Thursday, August 02, 2007
The inner child
Poetess posted a question about the inner child. My answer to this one may seem a bit odd: I never felt I had an inner child. I just had a self; when I was a child, I felt like a human being, and the same holds true today. At the same time, childhood is immensely important and relevant to art - but the relevance isn't internal, it's perceptual.
When you're a child, the world is numinous. You know nothing: your ignorance is infinite and absolute. You don't know that if you want the toy, you have to crawl towards it rather than back away; you don't know that the thing that feeds you is capable of having opinions; you don't know that earth will hold you up but you'll sink into water. There is a vast amount of information that it's vitally important that you learn, and learn fast: hence, everything that you perceive is profoundly, philosophically important. A fact isn't just a fact, it's a signifier of something greater, a tiny window into an infinite universe of understanding. To a child, the world is soaked in meaning.
As an adult, the world settles into the normal, and that vividness of perception, that symbolic richness, is exchanged for the more everyday magic that is the knowledge of what to do and how to take care of yourself in a confusing universe. Remember how extraordinary that seemed as a child, the way adults just knew what to do? You buy that magic for the price of numinous perception. And it's worth having. It isn't a tragedy, and I don't believe that it's too high a price to pay, not when I remember how magical adults seemed to me as a child.
But art can make the world new again. A strange combination of words, a vibrant painting, a curious camera angle, can make you see the world as you've never seen it before, as if you were still four years old and had everything to learn. Art can combine symbols and signifiers so that once again small things hint at greater ones. Art creates a world invested once again with meaning.

▶ WORK INSTRUCTIONS:
- a) In the post on the inner child, what does the writer say adults gain in exchange for numinous perception?
- b) Transcribe the post on the inner child from "When you're a" up to and including "soaked in meaning.".
Answer using only the post on the inner child.

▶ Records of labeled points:
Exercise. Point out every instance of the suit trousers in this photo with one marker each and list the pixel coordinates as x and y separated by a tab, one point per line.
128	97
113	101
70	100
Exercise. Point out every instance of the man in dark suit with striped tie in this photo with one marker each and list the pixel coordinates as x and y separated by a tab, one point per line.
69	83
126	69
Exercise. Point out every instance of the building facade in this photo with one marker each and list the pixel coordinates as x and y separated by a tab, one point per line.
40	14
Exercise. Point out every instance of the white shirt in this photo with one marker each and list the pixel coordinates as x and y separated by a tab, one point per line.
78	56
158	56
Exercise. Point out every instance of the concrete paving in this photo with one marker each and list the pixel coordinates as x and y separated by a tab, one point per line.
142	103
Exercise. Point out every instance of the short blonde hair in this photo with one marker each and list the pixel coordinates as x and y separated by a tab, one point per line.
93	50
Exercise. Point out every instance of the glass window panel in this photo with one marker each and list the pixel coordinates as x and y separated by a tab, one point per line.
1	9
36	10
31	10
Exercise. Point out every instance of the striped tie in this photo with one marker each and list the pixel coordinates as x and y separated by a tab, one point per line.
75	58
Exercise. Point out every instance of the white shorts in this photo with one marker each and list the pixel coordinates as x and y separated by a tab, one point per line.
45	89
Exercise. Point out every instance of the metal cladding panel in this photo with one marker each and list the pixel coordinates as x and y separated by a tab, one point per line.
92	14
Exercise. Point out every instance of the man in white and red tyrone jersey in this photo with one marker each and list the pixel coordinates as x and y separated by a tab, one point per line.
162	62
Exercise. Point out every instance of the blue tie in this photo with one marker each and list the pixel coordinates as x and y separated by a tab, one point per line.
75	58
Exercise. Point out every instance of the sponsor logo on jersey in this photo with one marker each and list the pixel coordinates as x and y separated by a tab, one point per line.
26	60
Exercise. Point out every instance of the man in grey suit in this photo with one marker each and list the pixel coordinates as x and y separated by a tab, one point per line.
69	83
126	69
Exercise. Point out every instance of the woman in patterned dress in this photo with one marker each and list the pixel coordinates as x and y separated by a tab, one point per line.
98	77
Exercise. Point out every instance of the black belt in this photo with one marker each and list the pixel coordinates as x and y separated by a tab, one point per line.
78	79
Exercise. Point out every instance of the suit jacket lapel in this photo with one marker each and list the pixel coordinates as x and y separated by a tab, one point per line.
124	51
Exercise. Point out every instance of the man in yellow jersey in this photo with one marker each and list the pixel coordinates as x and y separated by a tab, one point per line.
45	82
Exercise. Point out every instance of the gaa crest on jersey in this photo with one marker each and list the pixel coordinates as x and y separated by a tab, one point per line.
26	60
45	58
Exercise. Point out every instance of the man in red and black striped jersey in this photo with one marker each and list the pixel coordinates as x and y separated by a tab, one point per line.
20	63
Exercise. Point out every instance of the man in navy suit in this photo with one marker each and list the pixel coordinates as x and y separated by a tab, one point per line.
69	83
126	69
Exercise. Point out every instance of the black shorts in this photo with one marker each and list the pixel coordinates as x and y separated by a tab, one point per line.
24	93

▶ RESPONSES:
- a) Adults gain the everyday magic of knowing what to do and how to take care of themselves in a confusing universe.

- b)
When you're a child, the world is numinous. You know nothing: your ignorance is infinite and absolute. You don't know that if you want the toy, you have to crawl towards it rather than back away; you don't know that the thing that feeds you is capable of having opinions; you don't know that earth will hold you up but you'll sink into water. There is a vast amount of information that it's vitally important that you learn, and learn fast: hence, everything that you perceive is profoundly, philosophically important. A fact isn't just a fact, it's a signifier of something greater, a tiny window into an infinite universe of understanding. To a child, the world is soaked in meaning.